::: GIVEN ENTRIES :::
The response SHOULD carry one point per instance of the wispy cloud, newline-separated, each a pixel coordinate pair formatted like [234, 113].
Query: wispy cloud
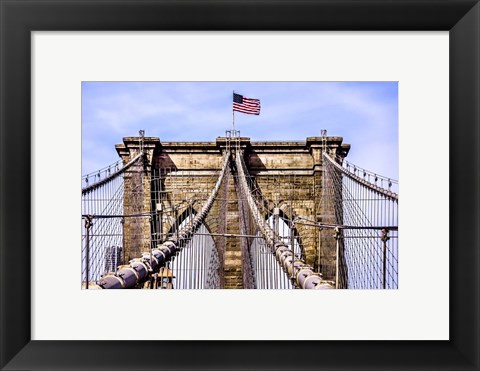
[364, 113]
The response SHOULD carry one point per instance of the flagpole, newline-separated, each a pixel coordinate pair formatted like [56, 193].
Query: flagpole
[233, 114]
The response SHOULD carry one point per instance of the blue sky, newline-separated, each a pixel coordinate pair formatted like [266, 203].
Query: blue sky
[365, 114]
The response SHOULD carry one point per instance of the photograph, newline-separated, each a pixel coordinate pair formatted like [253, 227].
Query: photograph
[239, 185]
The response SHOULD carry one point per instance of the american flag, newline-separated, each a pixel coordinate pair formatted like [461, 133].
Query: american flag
[246, 105]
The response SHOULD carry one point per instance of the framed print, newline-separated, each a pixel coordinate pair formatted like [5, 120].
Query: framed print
[37, 161]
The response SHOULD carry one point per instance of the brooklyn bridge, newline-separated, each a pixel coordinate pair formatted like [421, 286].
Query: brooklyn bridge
[238, 214]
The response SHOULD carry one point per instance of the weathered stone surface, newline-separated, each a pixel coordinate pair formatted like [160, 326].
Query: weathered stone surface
[288, 174]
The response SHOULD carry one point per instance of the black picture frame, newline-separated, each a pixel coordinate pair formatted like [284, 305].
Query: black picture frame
[18, 18]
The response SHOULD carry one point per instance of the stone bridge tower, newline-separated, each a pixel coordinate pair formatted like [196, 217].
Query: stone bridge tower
[289, 174]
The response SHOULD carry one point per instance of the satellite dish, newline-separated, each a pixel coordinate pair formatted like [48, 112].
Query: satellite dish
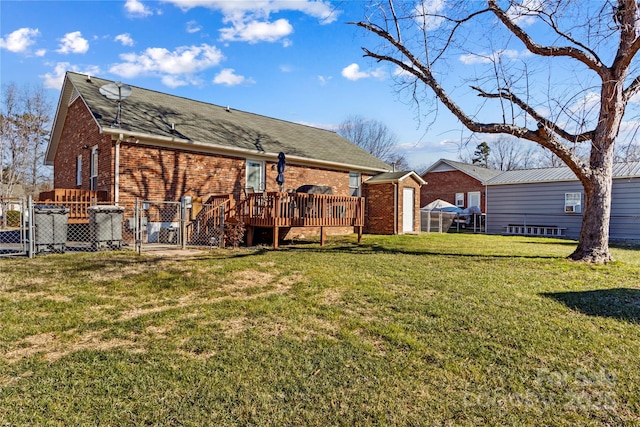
[118, 92]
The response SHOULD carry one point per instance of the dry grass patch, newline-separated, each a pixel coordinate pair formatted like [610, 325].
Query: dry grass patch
[52, 347]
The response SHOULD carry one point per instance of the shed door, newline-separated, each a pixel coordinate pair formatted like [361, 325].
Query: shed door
[407, 210]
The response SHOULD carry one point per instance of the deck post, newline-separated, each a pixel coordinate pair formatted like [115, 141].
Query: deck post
[276, 236]
[250, 235]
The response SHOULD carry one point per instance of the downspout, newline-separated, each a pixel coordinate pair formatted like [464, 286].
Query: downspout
[116, 166]
[395, 208]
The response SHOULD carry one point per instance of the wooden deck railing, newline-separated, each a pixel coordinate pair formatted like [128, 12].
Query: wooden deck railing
[302, 210]
[77, 201]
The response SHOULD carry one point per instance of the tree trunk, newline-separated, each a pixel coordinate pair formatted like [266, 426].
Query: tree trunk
[594, 236]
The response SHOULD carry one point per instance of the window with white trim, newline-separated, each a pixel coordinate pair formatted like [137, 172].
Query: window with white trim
[255, 175]
[79, 170]
[573, 202]
[473, 198]
[354, 184]
[93, 181]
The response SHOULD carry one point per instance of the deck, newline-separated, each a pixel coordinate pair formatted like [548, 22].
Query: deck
[77, 201]
[275, 210]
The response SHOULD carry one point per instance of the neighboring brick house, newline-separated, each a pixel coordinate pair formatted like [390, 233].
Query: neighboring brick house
[393, 203]
[163, 147]
[458, 183]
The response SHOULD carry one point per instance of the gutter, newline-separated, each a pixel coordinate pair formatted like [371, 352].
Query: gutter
[395, 208]
[116, 167]
[220, 149]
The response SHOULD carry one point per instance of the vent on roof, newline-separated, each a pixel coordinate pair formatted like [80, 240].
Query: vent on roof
[74, 95]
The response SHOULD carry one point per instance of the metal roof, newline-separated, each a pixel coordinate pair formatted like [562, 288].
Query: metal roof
[559, 174]
[202, 126]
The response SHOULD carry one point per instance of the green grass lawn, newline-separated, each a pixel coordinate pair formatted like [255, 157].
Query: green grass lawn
[437, 329]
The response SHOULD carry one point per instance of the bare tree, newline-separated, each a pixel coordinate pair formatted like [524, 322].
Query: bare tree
[371, 135]
[24, 122]
[593, 44]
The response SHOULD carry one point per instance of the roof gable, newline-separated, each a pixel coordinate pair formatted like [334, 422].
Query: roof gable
[395, 177]
[478, 172]
[206, 126]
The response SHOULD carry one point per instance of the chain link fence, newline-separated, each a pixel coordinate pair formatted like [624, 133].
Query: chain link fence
[27, 228]
[14, 232]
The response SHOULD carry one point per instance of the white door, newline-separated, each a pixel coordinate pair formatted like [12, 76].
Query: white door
[407, 210]
[473, 198]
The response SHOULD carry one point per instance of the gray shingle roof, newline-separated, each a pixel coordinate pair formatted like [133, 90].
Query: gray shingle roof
[620, 170]
[394, 177]
[478, 172]
[202, 125]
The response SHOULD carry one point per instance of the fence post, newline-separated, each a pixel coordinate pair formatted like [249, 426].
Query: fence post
[137, 232]
[221, 244]
[30, 225]
[183, 221]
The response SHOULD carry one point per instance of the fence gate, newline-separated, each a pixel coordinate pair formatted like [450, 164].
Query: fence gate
[175, 225]
[158, 225]
[14, 231]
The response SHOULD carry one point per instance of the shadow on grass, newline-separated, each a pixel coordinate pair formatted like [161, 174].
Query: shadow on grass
[381, 249]
[618, 303]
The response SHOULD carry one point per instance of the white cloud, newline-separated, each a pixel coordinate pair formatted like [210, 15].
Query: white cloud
[352, 72]
[324, 80]
[427, 14]
[54, 80]
[228, 77]
[136, 9]
[255, 31]
[325, 11]
[249, 21]
[183, 61]
[193, 27]
[73, 43]
[19, 40]
[125, 39]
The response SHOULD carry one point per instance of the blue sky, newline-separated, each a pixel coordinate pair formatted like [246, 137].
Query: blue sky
[293, 60]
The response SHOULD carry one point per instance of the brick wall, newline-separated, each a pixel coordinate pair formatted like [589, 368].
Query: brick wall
[80, 131]
[384, 214]
[164, 174]
[155, 173]
[445, 185]
[379, 212]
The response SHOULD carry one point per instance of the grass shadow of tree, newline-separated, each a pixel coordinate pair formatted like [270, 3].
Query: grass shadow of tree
[618, 303]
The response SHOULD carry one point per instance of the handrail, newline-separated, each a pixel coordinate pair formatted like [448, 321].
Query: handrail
[276, 209]
[76, 200]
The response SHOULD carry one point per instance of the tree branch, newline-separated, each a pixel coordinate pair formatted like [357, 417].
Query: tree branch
[590, 61]
[562, 133]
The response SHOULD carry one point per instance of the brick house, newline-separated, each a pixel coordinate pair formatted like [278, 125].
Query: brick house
[156, 146]
[458, 183]
[393, 203]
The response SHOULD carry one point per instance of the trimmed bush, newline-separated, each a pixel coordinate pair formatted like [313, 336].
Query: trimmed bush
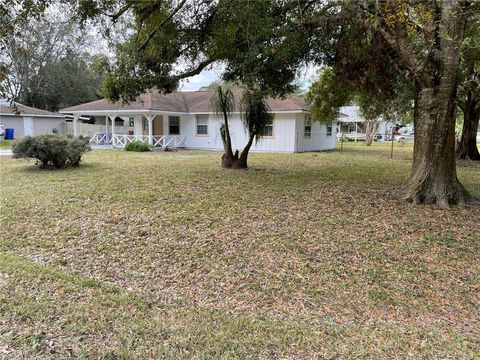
:::
• _STATED GOAL_
Reproduce all of the records above verbatim, omitting the pictures.

• _SOLVED PROBLEM_
The response SHOULD carry one point per instance of the wispy cloud, newline-separated, each a pixel coordinate pair formatted like [234, 113].
Query: wispy cloud
[364, 113]
The response SHOULD carry one point per instance of the flagpole, newline-separated, each a pixel coordinate pair formatted like [56, 193].
Query: flagpole
[233, 114]
The response SHOULD carry one point per instance of the blue sky, newline-separated, each a pixel coordinate pair formatted like [266, 203].
Query: blue sky
[365, 114]
The response SHOULD carry one point per instance of the photograph, newline-separated, each a pixel coordinate pair formatted like [253, 227].
Query: photograph
[239, 185]
The response SHOULD carry one point per instance of the american flag, newline-separated, each a pixel coordinate pair formatted like [461, 133].
Query: american flag
[246, 105]
The response SHOULD carry one point per instance of the framed print, newline-separated, each a pixel coordinate pair formatted like [5, 120].
Query: framed print
[37, 161]
The response SHOULD carry one point per instance of the brooklyn bridge, newline-separated, each a pixel coordinate pair formatted like [421, 286].
Query: brooklyn bridge
[238, 214]
The response SHOULD carry one point per instance of the weathered stone surface, newline-separated, each a pixel coordinate pair formatted like [160, 326].
Query: weathered stone surface
[288, 174]
The response SHOULD carry one point per instance of the black picture frame, newline-separated, each a pixel coordinate pair formatted like [284, 305].
Query: black picture frame
[18, 18]
The response SHOULD carry one point per instance of the stone bridge tower, newline-separated, each a pixel coordinate pair formatted like [196, 217].
Query: stone bridge tower
[289, 174]
The response SHOULD carry one point per instance of the satellite dish, newline-separated, each a pixel coordinate pair formatted like [48, 112].
Query: satellite dish
[118, 92]
The response SHOULD carry one point per instance of the dry grass patch, newline-separated, each a pixel coordinate pair formatted like [610, 325].
Query: dry grass patch
[52, 347]
The response SHOULD carry one point per instance of the shed door, newline-separated, each a pixel coordinate pair formatted like [361, 325].
Query: shed door
[407, 210]
The response SHOULD carry one point per instance of the deck post, newline-separated, each a pixel coordinate pair formatted like [115, 141].
Query: deck post
[276, 236]
[250, 235]
The response SHOULD carry one point per instance of the downspout, newline-separated, each a pixel coordinate pair formatted like [464, 286].
Query: downspout
[116, 166]
[395, 208]
The response SHOULD carry one point per instance of the wooden deck railing, newline-separated, each a pixel coordinate pair formatted like [128, 12].
Query: wooden deck railing
[302, 210]
[77, 201]
The response SHOULD carry one point per instance of the tree trunk, newline-separated, each a pixel coordinate pair formatted like [266, 426].
Query: tree trunk
[594, 236]
The response SHOULD carry one point per instance of the window with white trim, newline-separated, each a pixel coordinate pair formatted like [137, 172].
Query: window with white trim
[255, 175]
[79, 170]
[573, 202]
[473, 198]
[354, 184]
[93, 181]
The response SHOULD carry one point per instance of the deck, newline-separated, each a pixel coordinate pair formatted like [548, 22].
Query: deck
[77, 201]
[275, 210]
The response SHOULD carry one point per instance of the neighboring brick house, newline-separated, each a pixel coordinate pair formatted like [390, 233].
Query: neighboring brick house
[393, 203]
[163, 147]
[458, 183]
The response SHOULD carry one point per instance of the gutter, newline-separated, each a pixel coordinate pair formatted like [371, 352].
Query: gutter
[395, 208]
[116, 167]
[220, 149]
The response SHOULD carry one point per instance of the vent on roof, newline-separated, each a pixel coordinate pair formatted like [80, 240].
Query: vent on roof
[74, 95]
The response SHOULD carry one point per instance of the metal roof, newline-separated, each a pixel coordinate pair formatted like [562, 288].
Query: metal roof
[559, 174]
[202, 126]
The response SHOULD carry one point per instance of the green grass lawn, newline-separated, each a pixel coordinate pair formatted like [255, 157].
Query: green grass lawn
[437, 329]
The response SHOULD carry one point per instance of the bare tree, newline-separated, each a pixel coordinate pair formatted like [524, 322].
Query: bare tree
[371, 135]
[24, 122]
[593, 44]
The response SHOULD carry one point per instance of the roof gable, newline-separated, each a pixel coordinate pair formatted like [334, 422].
Query: roof gable
[395, 177]
[478, 172]
[206, 126]
The response SHOULD carry one point per instance of the chain link fence, newline-separated, each a pixel coordinate pair formatted like [624, 133].
Query: chain link fence
[27, 228]
[14, 232]
The response SHOULD carry one point per instance of the white door, newline-separated, each a pixel coordinate pair formatted like [12, 76].
Query: white door
[407, 210]
[473, 198]
The response SHOULD carry one point per instance of the gray shingle roof, newline-separated, each a pixel coordinate pair formatted like [133, 90].
Query: gray shingle roof
[620, 170]
[394, 177]
[478, 172]
[202, 125]
The response SHOULD carry one point per instance of the fence post, newline-separated, each a pixel coordinate pair formatted like [249, 426].
Query: fence post
[137, 232]
[221, 244]
[30, 225]
[183, 221]
The response SHOULD carry one point per instance of the fence gate, newline-separated, each a pixel coordinate pair formatted like [450, 164].
Query: fence gate
[175, 225]
[158, 225]
[14, 231]
The response SHOULD carry one point per instance of the shadow on grass, newline-separated, each a pixel coordinate pair formatted like [161, 174].
Query: shadow on grass
[381, 249]
[618, 303]
The response SHOULD carry one point per instance of the white cloud, newline-separated, each a pixel coordinate pair formatted like [210, 15].
Query: white cloud
[352, 72]
[324, 80]
[427, 14]
[54, 80]
[228, 77]
[136, 9]
[255, 31]
[325, 11]
[249, 21]
[183, 61]
[193, 27]
[73, 43]
[19, 40]
[125, 39]
The response SHOULD carry one point per instance of the blue sky, newline-separated, each a pixel coordinate pair formatted like [246, 137].
Query: blue sky
[293, 60]
The response SHOULD carry one point per instance of the brick wall, newline-separated, each a pixel coordinate pair formatted like [589, 368].
Query: brick wall
[80, 131]
[384, 214]
[164, 174]
[155, 173]
[445, 185]
[379, 212]
The response SHOULD carry one point per instance of the grass shadow of tree, newline-separated, each a pixel coordinate pair formatted like [270, 3].
Query: grass shadow of tree
[618, 303]
The response SHOULD carry one point per instance of the handrail, newline-separated, each a pixel coordinate pair formatted like [448, 321].
Query: handrail
[276, 209]
[76, 200]
The response SHOULD carry one point per instance of the tree branch, newline-separated, each a pixel coordinate pair formatted like [357, 417].
Query: tree branch
[590, 61]
[562, 133]
The response SHOULD carry one point per instance of the brick house, newline-separated, each a pixel coordinate pair formatted like [278, 125].
Query: brick house
[156, 146]
[458, 183]
[393, 203]
The response SHOULD carry one point per instance of the trimmed bush, newline-separated, each a pixel coordinate pair formatted like [313, 336].
Query: trimmed bush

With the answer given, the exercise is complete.